> EXTRACT PROVIDED:
==================================================
Davis made his film debut in 1950 in "No Way Out," a movie that also introduced Sidney Poitier. Nine years later, he succeeded Poitier in the male lead in Lorraine Hansberry's "A Raisin in the Sun" on Broadway, a landmark production in which Dee also played a principal role.

In 1961, Davis made his Broadway debut as a playwright with "Purlie Victorious," a hilarious and sharply satiric civil rights comedy in which he and his wife starred. In a work that upended one racial stereotype after another, Davis played an eager, innocent preacher who returns to a Southern village determined to free the locals from the tyranny of a plantation owner. Davis' broad, vital and charismatic performance helped make the show a hit.

As read today, Howard Taubman's rave review in the New York Times is not only a tribute to Davis' artistry but also to the enormous changes in media attitudes about racial issues since 1961 -- and to Davis' work in helping to bring about those changes. "It is marvelously exhilarating to hear the Negro speak for himself," Taubman wrote, "especially when he does so in the fullness of his native gusto and the enveloping heartiness of his overflowing laughter."
==================================================
> MATERIAL PROVIDED:
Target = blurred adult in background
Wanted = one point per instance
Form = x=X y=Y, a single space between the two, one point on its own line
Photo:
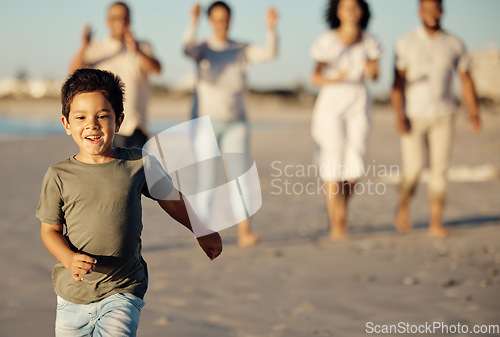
x=345 y=56
x=130 y=59
x=423 y=101
x=221 y=85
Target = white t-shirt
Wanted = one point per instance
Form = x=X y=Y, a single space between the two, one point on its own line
x=429 y=63
x=112 y=55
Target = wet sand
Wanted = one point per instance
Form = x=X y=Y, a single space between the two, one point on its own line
x=296 y=282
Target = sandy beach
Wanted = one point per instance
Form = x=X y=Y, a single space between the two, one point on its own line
x=296 y=282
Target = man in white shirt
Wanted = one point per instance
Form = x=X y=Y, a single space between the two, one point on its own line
x=422 y=98
x=132 y=60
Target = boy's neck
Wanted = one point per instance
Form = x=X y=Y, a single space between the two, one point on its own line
x=98 y=159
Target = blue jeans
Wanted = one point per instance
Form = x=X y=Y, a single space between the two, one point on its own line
x=115 y=315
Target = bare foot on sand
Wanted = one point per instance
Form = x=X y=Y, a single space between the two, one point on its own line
x=438 y=232
x=248 y=240
x=402 y=221
x=338 y=231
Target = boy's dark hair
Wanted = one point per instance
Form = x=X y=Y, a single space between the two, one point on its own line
x=333 y=20
x=127 y=8
x=221 y=4
x=93 y=80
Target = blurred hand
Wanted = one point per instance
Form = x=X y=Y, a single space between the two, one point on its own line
x=476 y=124
x=211 y=245
x=129 y=40
x=86 y=36
x=271 y=18
x=403 y=125
x=341 y=76
x=195 y=12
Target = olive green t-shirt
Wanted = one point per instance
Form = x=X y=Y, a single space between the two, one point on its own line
x=100 y=207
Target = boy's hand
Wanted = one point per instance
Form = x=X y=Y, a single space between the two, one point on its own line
x=476 y=123
x=211 y=245
x=195 y=12
x=81 y=264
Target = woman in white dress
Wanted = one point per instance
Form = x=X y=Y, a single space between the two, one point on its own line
x=345 y=56
x=221 y=65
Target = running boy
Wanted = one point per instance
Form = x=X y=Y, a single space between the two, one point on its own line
x=101 y=277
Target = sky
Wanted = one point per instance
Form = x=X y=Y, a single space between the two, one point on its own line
x=40 y=37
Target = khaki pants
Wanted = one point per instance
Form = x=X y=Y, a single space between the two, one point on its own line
x=432 y=136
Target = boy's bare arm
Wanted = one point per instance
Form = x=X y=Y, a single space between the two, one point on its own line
x=177 y=209
x=470 y=98
x=397 y=101
x=148 y=63
x=57 y=245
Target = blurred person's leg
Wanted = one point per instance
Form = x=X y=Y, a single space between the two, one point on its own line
x=440 y=139
x=413 y=148
x=333 y=170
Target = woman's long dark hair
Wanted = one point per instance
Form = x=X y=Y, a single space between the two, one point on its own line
x=333 y=20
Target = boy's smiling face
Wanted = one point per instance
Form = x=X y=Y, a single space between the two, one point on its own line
x=92 y=124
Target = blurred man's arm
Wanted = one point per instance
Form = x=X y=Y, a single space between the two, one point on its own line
x=470 y=98
x=191 y=48
x=398 y=100
x=178 y=210
x=78 y=60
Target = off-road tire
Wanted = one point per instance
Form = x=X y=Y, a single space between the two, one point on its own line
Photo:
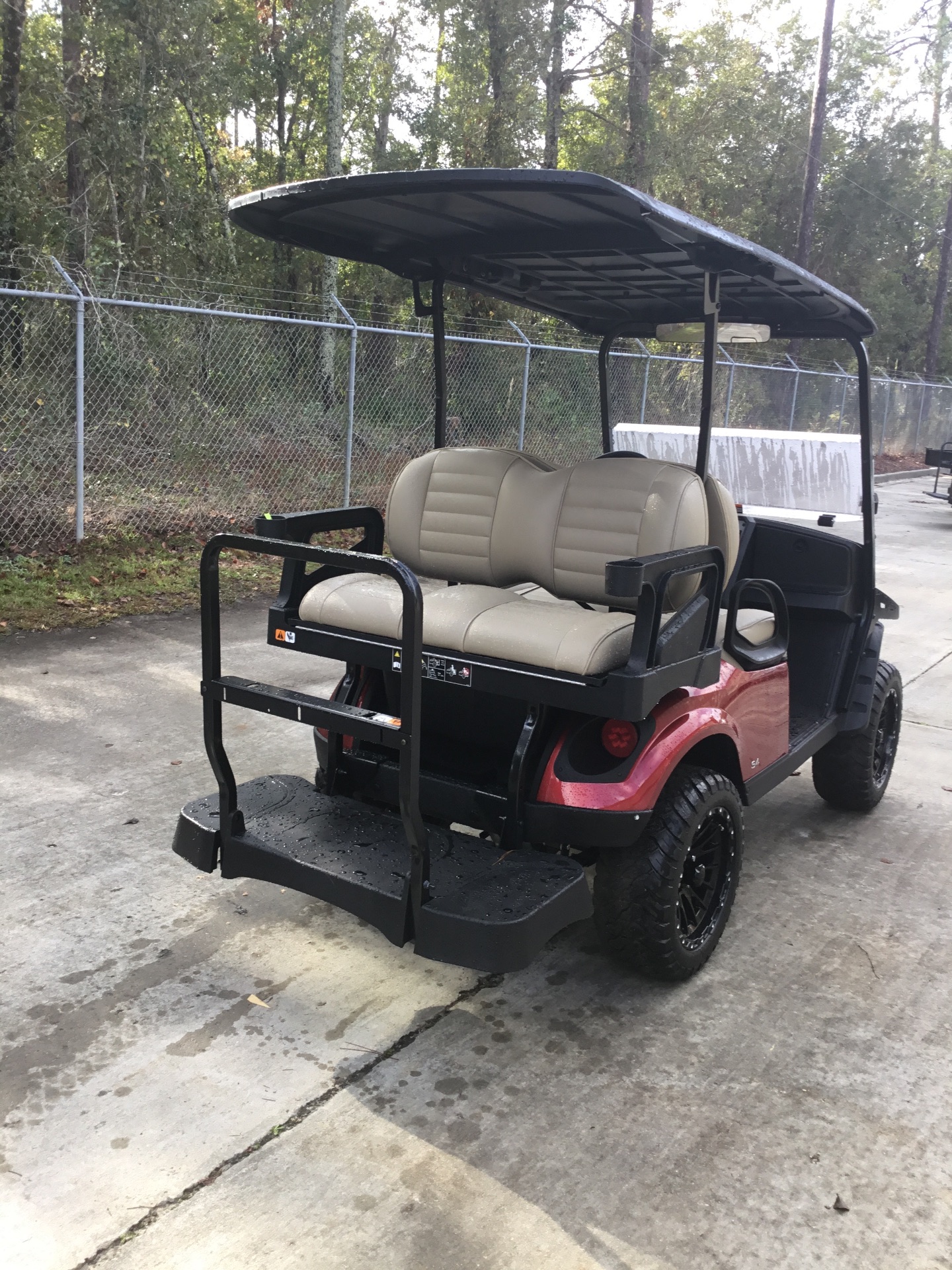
==================================================
> CHECK YOUR UNDERSTANDING:
**A.** For the Davis excerpt, state whether each statement agrees with the text: (i) Davis's film debut came in 1950; (ii) Davis first reached Broadway as a playwright in 1959; (iii) in his own civil rights comedy, Davis played a plantation owner. Answer yes or no for each and quote the text's deciding words.
**B.** Reproduce the part of the Davis excerpt that begins with the words containing "Davis made his film" and ends with "a principal role.", swapping "landmark" for "celebrated".
**C.** According to the Davis excerpt, who wrote the rave review of "Purlie Victorious" in the New York Times?

> ANSWER LIST:
**A.**
(i) Yes: "Davis made his film debut in 1950"
(ii) No: "In 1961, Davis made his Broadway debut as a playwright"
(iii) No: "Davis played an eager, innocent preacher"

**B.**
Davis made his film debut in 1950 in "No Way Out," a movie that also introduced Sidney Poitier. Nine years later, he succeeded Poitier in the male lead in Lorraine Hansberry's "A Raisin in the Sun" on Broadway, a celebrated production in which Dee also played a principal role.

**C.** Howard Taubman